** SELECTED EXTRACT **
*** Begin section ***
Did you see the Tuesday edition of Wall Street Journal, Health section? David Armstrong discusses  the business interests of doctors -- and their ethical responsibility to disclose their personal financial interests in any business that benefits from their prescribed medical treatment, whether that treatment be medicine, equipment or otherwise.

The bottom line is that it is the patient's responsibility to ask the doctor if he/she has any financial connection to the recommended treatment. The suggestion is that if the answer is "yes," the patient should get a second opinion. Not bad advice, but still a matter of personal trust and interaction between the doctor and the patient.

If the doctor has a financial interest in a treatment modality, this may influence the doctor's prescribed treatment. Note that there is no movement here to demand that doctors disclose whether they have malpractice insurance. Perhaps because the existence of insurance is not likely to influence the treatment modality to be prescribed.

Why is it that some lawyers misguidedly believe it is important for lawyers? It's existence or absence does not affect the legal strategy advised or vigor or competence of legal representation. As a side note, however, it is interesting to note that most of the lawyers advocating that other lawyers make disclosure DO have a personal financial stake in the outcome of this discussion. Most represent insurance carriers who whose premium income might increase. Yet, there is no disclosure required by them in their discussions of this topic. Interesting, eh?
*** End section ***
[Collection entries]
*** Begin section ***
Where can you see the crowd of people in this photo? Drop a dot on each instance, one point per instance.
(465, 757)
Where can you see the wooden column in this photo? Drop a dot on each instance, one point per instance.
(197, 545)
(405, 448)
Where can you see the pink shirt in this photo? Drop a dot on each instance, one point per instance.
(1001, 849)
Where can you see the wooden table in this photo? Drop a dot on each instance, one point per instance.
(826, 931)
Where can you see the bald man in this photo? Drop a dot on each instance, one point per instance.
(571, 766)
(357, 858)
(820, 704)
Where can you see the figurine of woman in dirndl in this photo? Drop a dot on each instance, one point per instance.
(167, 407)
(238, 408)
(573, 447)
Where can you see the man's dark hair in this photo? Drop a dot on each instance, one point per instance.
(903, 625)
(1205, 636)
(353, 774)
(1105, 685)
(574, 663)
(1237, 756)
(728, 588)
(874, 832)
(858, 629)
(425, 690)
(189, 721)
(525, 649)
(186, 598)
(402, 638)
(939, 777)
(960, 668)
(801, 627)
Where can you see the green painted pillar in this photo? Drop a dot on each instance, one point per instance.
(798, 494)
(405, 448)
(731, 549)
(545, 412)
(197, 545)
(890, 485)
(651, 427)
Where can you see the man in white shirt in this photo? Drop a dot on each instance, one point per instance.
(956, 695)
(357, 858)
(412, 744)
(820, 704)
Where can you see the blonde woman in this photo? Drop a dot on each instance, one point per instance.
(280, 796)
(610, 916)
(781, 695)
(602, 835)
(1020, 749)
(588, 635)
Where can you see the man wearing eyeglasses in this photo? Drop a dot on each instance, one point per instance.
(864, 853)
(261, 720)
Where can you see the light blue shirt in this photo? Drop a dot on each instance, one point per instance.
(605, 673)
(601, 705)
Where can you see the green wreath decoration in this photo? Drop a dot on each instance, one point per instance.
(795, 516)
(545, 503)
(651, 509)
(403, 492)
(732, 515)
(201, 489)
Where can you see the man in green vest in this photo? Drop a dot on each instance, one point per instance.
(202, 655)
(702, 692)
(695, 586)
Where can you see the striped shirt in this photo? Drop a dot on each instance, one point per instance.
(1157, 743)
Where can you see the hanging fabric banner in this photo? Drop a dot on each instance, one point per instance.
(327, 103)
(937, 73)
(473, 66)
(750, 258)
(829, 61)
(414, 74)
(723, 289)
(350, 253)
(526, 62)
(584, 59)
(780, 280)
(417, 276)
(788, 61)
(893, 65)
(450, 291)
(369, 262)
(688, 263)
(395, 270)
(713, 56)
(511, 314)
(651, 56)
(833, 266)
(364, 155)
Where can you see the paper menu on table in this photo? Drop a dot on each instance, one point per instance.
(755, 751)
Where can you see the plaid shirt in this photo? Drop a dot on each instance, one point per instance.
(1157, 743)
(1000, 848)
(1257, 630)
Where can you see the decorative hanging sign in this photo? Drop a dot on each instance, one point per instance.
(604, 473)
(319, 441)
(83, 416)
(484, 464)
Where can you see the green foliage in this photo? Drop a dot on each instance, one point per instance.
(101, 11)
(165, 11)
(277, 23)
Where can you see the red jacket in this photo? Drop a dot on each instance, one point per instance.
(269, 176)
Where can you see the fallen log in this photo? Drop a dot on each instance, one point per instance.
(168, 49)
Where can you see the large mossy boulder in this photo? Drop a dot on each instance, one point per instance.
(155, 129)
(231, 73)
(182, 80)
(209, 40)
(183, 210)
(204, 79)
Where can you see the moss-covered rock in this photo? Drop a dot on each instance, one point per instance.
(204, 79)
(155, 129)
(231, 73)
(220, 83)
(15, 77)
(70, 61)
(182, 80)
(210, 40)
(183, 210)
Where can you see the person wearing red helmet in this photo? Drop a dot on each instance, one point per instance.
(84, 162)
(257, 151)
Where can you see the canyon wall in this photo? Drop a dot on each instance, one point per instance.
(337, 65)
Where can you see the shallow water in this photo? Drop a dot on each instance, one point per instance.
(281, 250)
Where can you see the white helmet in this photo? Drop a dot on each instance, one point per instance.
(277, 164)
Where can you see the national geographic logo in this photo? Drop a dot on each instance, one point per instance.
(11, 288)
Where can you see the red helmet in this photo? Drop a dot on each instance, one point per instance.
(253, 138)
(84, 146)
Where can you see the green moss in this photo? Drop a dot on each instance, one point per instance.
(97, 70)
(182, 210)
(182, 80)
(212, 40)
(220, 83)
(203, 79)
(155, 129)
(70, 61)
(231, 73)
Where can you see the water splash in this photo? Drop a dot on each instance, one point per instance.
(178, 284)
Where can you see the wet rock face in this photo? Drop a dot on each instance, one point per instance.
*** End section ***
** TASK REQUIREMENTS **
1. The post on doctors' business interests says that a lawyer's malpractice insurance, present or absent, leaves certain things unaffected. List each of them.
2. According to the post on doctors' business interests, what should a patient do when the doctor says yes to having a financial connection to the recommended treatment?

** ANSWERS FOR THIS EXERCISE **
1.
The legal strategy advised
The vigor of legal representation
The competence of legal representation

2. The patient should get a second opinion.